# TÂCHE 1:
Dans le texte sur les armes de disparition massive, à qui a-t-on confié la direction des 1 300 hommes qui cherchent les armes en Irak ?

# TEXTE:

================

Accueil > LES ARMES DE DISPARITION MASSIVE

LES ARMES DE DISPARITION MASSIVE

Publie le mercredi 18 juin 2003 par Open-Publishing

La CIA sommée de s’expliquer sur l’absence d’armes de destruction

New York de notre correspondant

"S’il est prouvé que George Bush a utilisé la CIA pour pousser le pays à la guerre, l’affaire est plus grave encore que le Watergate."Cette phrase a été prononcée par John Dean, ancien conseiller de Richard Nixon.

Son témoignage au printemps 1973 avait été décisif pour contraindre le président à démissionner. La Maison Blanche a jugé la comparaison "ridicule". Elle a le mérite de souligner le changement de climat à Washington.

Les informations fournies par la CIA sur les armes de destruction massive irakiennes et la façon dont elles ont été utilisées sont au c¦ur d’une controverse dont les conséquences politiques sont aujourd’hui imprévisibles. Les "armes de disparition massive", selon la formule de Time Magazine, hypothèquent la crédibilité de l’administration et de George Bush.

La Commission du renseignement du Sénat commence, cette semaine, des auditions à huis clos sur la fiabilité des informations utilisées pour justifier la guerre. Celle de la défense a déjà procédé la semaine dernière aux premiers interrogatoires.

INFLUENCE À WASHINGTON

Pour la Maison Blanche, le meilleur moyen de parer aux accusations de mensonge consiste à trouver un coupable. George Tenet, le directeur de la CIA, semble parfaitement convenir.
Il vient de se voir confier la responsabilité de retrouver les armes en Irak et de diriger les 1 300 hommes qui les cherchent aujourd’hui sur le terrain. S’il y parvient, l’administration en retirera le bénéfice. Sinon, il se trouve sur un siège éjectable.

Mais le gouvernement s’attaque à forte partie. L’agence de renseignement et George Tenet n’ont pas l’intention de jouer les victimes expiatoires. La CIA a même souvent réussi à éviter d’assumer ces échecs. Au lendemain des attentats du 11 septembre 2001, elle a réussi à en faire porter l’essentiel de la responsabilité sur le FBI. Elle en a même profité pour élargir son pouvoir. Les équipes antiterroristes des deux agences fédérales ont été regroupées sous la responsabilité de George Tenet.

================

Lignes de données d'annotation par boîtes:
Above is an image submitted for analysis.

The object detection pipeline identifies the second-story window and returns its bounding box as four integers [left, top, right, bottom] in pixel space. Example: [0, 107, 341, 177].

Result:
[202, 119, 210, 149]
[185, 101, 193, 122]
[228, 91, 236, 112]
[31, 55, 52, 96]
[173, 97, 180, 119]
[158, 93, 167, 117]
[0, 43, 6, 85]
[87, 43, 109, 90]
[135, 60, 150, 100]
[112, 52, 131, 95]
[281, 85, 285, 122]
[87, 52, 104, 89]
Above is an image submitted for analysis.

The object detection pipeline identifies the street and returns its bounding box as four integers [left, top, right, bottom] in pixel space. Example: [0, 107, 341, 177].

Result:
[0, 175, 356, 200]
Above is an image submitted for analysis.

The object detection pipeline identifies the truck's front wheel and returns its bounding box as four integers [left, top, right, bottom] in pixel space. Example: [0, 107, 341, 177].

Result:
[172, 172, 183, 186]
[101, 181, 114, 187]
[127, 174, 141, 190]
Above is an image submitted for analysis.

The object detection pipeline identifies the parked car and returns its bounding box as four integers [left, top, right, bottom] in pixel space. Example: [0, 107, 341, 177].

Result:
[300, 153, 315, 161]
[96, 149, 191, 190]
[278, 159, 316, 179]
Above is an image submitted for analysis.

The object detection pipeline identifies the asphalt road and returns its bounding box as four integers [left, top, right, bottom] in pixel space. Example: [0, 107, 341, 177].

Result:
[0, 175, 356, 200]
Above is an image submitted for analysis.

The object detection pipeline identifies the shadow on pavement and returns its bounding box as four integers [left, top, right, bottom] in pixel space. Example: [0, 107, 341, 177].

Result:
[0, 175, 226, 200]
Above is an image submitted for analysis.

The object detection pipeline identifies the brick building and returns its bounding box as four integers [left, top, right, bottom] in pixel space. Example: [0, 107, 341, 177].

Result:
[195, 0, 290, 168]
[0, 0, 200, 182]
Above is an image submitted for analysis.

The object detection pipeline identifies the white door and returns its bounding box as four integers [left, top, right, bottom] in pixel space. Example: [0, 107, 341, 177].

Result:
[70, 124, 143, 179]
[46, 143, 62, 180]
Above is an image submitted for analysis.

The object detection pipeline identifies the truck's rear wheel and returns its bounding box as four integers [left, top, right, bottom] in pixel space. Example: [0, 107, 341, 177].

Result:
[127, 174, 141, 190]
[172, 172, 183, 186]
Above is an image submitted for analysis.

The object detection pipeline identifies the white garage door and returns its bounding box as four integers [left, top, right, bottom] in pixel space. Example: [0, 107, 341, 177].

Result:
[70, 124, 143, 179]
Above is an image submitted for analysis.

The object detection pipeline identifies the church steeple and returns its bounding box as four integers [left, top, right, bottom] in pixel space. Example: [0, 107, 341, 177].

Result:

================

# TÂCHE 2:
Recopiez à l'identique les lignes des enregistrements, depuis leur début jusqu'à la ligne contenant "[87, 52, 104, 89]", celle-ci incluse.

# RÉPONSE ATTENDUE 1:
À George Tenet, le directeur de la CIA.

# RÉPONSE ATTENDUE 2:
Above is an image submitted for analysis.

The object detection pipeline identifies the second-story window and returns its bounding box as four integers [left, top, right, bottom] in pixel space. Example: [0, 107, 341, 177].

Result:
[202, 119, 210, 149]
[185, 101, 193, 122]
[228, 91, 236, 112]
[31, 55, 52, 96]
[173, 97, 180, 119]
[158, 93, 167, 117]
[0, 43, 6, 85]
[87, 43, 109, 90]
[135, 60, 150, 100]
[112, 52, 131, 95]
[281, 85, 285, 122]
[87, 52, 104, 89]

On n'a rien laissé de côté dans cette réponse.